— TEXTAUSZUG —
******************************
Tandberg TD 20 A SE
#1
Die Geschichte fängt, wie so oft, an mit: "...eigentlich wollte ich etwas ganz anderes kaufen...". Eine Revox B77 sollte es werden und eine Akai GX 636, die zusammen im Paket mit 300 Bändern im Stereo annonciert waren. Der Preis von DM 1500.-- war ganz o.k, aber ein Gedanke an meine desolate Finanzlage ließ mich kurz zögern - zu lange, denn als ich dann doch noch anrief, war alles schon verkauft. Direkt vor meiner Haustür, das tat natürlich weh. Da Frustkäufe ein probates Mittel sind, nach empfindlichen Niederlagen das seelische Gleichgewicht wieder herzustellen, blätterte ich - wo das Heft doch noch aufgeschlagen auf dem Tisch lag - einfach weiter und schon ein paar Spalten später wurde ich fündig: Die "TD 20 A SE mit Bändern" war zumindest einen Anruf wert. Die Bänder waren 19 an der Zahl, Maxell und TDK und die Maschine in gutem Zustand. Es handelte sich um eine SE-Veriante in 2-Spur mit Geschwindigkeiten 19 und 38. Mit dem Verkäufer, einem Berliner, wurde ich schnell einig, und schon ein paar Tage später war Wareneingang.

Der Postler, ganz ökonomischer Dienstleister, schleppte den Karton ins Haus und knallte in so geräuschvoll auf den Boden, daß ich sofort von meiner Arbeit aufschreckte und an den Ort des Geschehens eilte, ohne daß man hätte lange nach mir suchen müssen. Meine aufsteigenden Tränen in den Augen angesichts des geschundenen Kartons muss der gute Mann bemerkt haben, und er wusste mich sogleich zu beruhigen: Bis zu einem Meter Fallhöhe würde so ein Paket überstehen, wenn es ordentlich gepackt sei, sprachs und verschwand. Nun hatte er ja recht, aber das Paket war nicht richtig gepackt. Von Polsterung keine Spur, der Karton saß so eng wie ein Top von Pamela Anderson und man konnte schon die Stellen erkennen, an denen sich die Gerätefüße ihren Weg ins Freie suchten.

Das zu kleine Paket hatte aber auch einen Vorteil: Die 3-Zack-Aufnahmen waren aus Platzgründen abmontiert worden, und, wie der Berliner zu sagen pflegt, das war auch gut so. Sie wären sonst bestimmt abgebrochen, so wie das Kunststoffdingens mit dem Metalldingens abgebrochen war, an dem man die Staubschutzhaube einhängen konnte. Nun ich hatte diese Konstruktion nie gemocht, und damit konnte ich leben. Den hässlichen quadratischen Fleck mit den Kleberückständen kann man kaschierenSchwerwiegender war, das der rechte Bandzughebel nun am Gehäuse streifte und nicht mehr frei lief. Hierdurch kam es zur Schlaufenbildung beim Bandanlauf. Sonstige Katastrophen zum Glück keine. Also alles in allem ganz robust das Gerät.
******************************
— VORLIEGENDE EINTRÄGE —
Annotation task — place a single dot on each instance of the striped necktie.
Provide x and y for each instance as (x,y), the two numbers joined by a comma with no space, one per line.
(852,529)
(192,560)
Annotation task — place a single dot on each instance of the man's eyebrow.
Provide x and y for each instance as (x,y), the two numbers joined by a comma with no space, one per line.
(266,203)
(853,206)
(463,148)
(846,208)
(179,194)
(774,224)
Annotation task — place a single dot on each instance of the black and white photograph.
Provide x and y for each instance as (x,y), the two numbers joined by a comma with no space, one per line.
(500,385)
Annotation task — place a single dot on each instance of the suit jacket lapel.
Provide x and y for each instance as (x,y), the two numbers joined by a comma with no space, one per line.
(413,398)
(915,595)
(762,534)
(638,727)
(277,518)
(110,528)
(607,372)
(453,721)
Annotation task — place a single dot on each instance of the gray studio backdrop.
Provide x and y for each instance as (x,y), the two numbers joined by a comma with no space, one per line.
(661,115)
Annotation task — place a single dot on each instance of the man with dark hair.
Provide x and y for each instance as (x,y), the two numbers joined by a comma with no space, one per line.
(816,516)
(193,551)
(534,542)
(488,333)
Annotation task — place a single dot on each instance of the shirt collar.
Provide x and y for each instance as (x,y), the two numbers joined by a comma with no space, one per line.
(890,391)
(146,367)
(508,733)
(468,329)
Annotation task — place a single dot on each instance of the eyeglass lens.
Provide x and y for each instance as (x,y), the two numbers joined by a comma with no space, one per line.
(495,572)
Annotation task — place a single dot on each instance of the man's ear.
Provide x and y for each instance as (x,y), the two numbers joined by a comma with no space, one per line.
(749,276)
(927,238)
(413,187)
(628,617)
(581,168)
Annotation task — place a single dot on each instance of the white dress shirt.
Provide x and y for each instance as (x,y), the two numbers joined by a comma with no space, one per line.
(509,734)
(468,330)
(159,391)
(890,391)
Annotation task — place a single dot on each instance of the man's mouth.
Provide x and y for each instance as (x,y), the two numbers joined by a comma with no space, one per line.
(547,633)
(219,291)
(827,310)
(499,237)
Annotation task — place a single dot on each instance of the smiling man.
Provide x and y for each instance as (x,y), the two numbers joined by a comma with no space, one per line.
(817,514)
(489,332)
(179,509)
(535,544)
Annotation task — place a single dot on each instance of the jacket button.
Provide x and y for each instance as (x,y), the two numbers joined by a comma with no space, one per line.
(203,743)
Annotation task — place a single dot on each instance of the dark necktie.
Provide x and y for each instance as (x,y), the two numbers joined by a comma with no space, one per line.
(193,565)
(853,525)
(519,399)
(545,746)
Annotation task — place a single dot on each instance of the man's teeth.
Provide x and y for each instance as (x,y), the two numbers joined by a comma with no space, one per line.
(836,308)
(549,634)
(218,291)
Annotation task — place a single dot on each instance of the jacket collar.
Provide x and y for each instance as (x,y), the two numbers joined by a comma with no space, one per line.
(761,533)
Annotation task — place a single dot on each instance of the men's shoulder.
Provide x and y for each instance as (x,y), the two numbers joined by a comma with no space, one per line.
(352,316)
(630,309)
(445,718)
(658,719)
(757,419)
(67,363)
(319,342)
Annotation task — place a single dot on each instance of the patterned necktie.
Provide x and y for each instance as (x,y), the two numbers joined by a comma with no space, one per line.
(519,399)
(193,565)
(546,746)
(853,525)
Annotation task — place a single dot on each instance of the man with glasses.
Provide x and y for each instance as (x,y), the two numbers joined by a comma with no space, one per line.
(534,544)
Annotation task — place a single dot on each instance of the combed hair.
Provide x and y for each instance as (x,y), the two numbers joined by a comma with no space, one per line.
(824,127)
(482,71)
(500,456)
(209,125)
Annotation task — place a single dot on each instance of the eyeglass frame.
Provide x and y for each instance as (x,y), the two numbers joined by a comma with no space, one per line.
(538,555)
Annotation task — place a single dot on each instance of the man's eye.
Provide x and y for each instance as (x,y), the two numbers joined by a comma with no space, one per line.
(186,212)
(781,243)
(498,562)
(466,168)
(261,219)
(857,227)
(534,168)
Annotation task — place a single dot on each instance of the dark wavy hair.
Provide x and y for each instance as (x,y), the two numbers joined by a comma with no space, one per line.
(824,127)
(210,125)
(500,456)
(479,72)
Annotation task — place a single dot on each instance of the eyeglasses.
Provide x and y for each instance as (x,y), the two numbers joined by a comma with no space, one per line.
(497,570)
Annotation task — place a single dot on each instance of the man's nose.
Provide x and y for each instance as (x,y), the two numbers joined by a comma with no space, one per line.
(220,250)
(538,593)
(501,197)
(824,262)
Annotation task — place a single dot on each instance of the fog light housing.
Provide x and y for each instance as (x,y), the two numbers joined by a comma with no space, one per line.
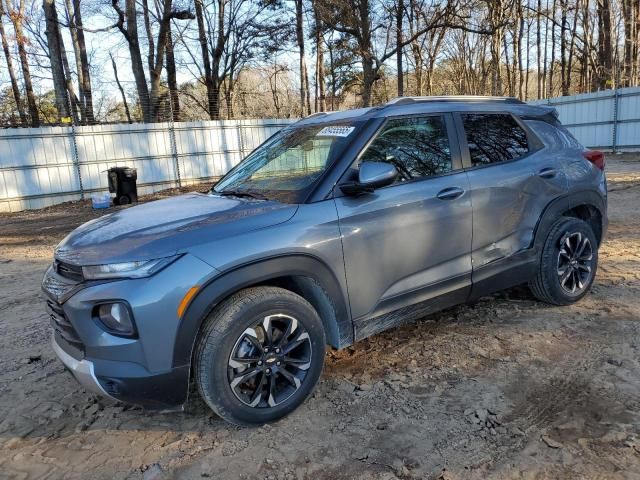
(116,318)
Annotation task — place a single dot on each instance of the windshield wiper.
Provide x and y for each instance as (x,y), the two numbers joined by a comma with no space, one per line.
(242,193)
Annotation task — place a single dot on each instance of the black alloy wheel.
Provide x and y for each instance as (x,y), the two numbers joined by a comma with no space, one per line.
(269,361)
(575,258)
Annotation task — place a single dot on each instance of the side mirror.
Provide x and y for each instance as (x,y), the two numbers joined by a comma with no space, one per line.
(371,175)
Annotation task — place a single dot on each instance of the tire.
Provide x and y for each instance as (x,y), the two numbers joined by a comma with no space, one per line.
(234,339)
(568,263)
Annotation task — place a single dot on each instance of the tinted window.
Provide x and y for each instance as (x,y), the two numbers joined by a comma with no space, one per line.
(494,138)
(417,146)
(288,165)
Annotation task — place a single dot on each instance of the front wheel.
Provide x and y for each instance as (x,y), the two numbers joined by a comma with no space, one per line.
(259,355)
(568,263)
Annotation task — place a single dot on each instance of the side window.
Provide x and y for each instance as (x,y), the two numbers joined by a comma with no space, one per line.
(494,138)
(417,146)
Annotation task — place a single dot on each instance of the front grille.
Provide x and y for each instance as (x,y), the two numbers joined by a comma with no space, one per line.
(69,271)
(66,336)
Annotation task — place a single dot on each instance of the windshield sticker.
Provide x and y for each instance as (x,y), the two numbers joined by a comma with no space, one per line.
(335,131)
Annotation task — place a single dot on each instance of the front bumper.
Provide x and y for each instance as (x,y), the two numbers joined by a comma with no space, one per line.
(83,370)
(141,369)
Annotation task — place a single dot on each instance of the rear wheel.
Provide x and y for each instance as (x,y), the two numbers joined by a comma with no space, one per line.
(259,355)
(568,263)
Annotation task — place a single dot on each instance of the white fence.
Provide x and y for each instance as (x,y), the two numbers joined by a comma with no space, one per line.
(44,166)
(607,120)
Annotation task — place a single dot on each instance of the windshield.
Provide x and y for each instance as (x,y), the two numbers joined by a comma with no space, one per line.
(289,164)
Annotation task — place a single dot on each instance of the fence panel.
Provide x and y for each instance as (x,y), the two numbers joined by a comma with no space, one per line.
(44,166)
(607,120)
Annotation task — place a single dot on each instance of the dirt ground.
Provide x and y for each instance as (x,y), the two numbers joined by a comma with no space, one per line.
(505,388)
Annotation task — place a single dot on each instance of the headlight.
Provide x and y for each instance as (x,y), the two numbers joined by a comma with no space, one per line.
(139,269)
(116,318)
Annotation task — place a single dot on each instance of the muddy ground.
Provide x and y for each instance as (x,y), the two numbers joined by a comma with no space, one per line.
(505,388)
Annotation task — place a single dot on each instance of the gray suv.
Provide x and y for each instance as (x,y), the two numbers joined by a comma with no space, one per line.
(338,227)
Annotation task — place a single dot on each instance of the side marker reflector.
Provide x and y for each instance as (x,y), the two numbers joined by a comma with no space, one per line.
(187,299)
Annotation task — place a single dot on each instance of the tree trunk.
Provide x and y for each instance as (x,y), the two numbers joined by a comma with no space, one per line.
(217,77)
(17,17)
(321,104)
(206,63)
(136,61)
(545,91)
(124,98)
(563,49)
(553,47)
(149,32)
(539,49)
(520,15)
(82,63)
(572,45)
(12,74)
(55,57)
(172,81)
(399,14)
(305,104)
(604,76)
(366,55)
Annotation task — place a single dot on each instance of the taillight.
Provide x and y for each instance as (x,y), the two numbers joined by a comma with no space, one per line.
(596,157)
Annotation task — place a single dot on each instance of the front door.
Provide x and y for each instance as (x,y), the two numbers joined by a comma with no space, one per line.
(409,242)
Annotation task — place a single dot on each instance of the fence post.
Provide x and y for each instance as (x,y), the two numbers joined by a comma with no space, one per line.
(76,158)
(614,142)
(240,139)
(173,143)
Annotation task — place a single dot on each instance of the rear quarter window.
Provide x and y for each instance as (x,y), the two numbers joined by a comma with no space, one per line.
(494,138)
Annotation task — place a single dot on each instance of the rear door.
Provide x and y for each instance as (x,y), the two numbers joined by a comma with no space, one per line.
(512,179)
(410,241)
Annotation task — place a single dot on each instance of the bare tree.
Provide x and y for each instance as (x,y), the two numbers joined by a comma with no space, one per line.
(17,97)
(16,13)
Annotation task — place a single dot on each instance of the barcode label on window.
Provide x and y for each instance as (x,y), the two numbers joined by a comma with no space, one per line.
(335,131)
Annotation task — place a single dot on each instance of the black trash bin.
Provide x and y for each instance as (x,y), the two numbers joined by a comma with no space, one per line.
(122,182)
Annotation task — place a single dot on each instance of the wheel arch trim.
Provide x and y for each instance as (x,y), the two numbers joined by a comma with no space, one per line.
(255,273)
(565,203)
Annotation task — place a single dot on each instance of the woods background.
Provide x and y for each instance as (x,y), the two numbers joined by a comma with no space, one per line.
(108,61)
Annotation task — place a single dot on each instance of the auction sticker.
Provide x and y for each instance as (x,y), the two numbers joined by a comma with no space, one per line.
(335,131)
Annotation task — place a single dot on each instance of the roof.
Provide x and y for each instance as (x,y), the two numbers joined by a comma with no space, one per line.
(417,105)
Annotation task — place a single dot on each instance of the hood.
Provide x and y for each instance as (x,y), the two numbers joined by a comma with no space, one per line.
(167,227)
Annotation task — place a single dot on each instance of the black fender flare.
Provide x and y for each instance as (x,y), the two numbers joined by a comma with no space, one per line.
(256,272)
(563,204)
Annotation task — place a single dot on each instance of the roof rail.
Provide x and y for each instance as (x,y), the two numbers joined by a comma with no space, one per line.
(319,114)
(452,98)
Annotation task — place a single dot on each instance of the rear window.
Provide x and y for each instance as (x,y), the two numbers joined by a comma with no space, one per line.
(494,138)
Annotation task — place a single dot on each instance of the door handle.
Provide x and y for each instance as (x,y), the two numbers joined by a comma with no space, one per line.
(450,193)
(547,173)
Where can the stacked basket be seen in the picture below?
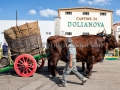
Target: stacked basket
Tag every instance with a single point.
(24, 39)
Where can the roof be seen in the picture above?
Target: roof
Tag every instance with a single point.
(85, 8)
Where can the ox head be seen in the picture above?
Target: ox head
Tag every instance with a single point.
(112, 43)
(109, 39)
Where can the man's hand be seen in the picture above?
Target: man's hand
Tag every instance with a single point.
(70, 65)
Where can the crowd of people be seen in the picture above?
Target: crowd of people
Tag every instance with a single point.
(4, 49)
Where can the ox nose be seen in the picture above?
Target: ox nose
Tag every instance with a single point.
(117, 45)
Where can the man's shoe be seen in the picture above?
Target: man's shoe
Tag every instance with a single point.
(62, 85)
(84, 80)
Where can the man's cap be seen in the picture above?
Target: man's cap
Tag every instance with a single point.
(68, 40)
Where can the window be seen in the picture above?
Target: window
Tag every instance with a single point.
(68, 33)
(102, 14)
(85, 33)
(85, 13)
(48, 33)
(68, 13)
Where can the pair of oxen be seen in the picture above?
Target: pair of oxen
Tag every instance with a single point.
(91, 49)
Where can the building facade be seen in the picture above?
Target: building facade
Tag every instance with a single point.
(47, 28)
(82, 21)
(116, 31)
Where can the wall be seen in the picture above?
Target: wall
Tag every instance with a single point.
(79, 30)
(45, 26)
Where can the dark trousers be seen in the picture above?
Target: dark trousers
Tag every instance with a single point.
(5, 53)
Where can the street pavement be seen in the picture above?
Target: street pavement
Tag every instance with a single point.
(105, 76)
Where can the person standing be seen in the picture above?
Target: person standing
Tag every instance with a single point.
(5, 49)
(71, 65)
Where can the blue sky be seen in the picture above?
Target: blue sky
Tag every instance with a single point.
(47, 9)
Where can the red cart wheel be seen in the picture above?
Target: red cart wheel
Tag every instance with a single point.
(25, 65)
(40, 63)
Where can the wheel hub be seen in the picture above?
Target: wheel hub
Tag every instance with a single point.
(25, 65)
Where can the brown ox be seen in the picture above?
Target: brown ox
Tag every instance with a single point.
(90, 49)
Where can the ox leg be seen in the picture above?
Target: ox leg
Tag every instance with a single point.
(53, 65)
(49, 64)
(89, 66)
(83, 66)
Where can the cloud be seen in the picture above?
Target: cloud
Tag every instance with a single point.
(0, 9)
(118, 12)
(48, 12)
(95, 2)
(81, 1)
(32, 12)
(90, 2)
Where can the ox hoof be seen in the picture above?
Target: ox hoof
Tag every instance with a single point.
******************************
— GESTELLTE AUFGABE A —
Zu welchem Preis wurden die Revox B77 und die Akai GX 636 laut Textauszug zusammen angeboten?
— GESTELLTE AUFGABE B —
Nenne alle Markennamen von Tonbandgeräten und Bändern, die im Textauszug vorkommen.

— RICHTIGE LÖSUNG A —
Für DM 1500.--, zusammen im Paket mit 300 Bändern.

— RICHTIGE LÖSUNG B —
Tandberg, Revox, Akai, Maxell, TDK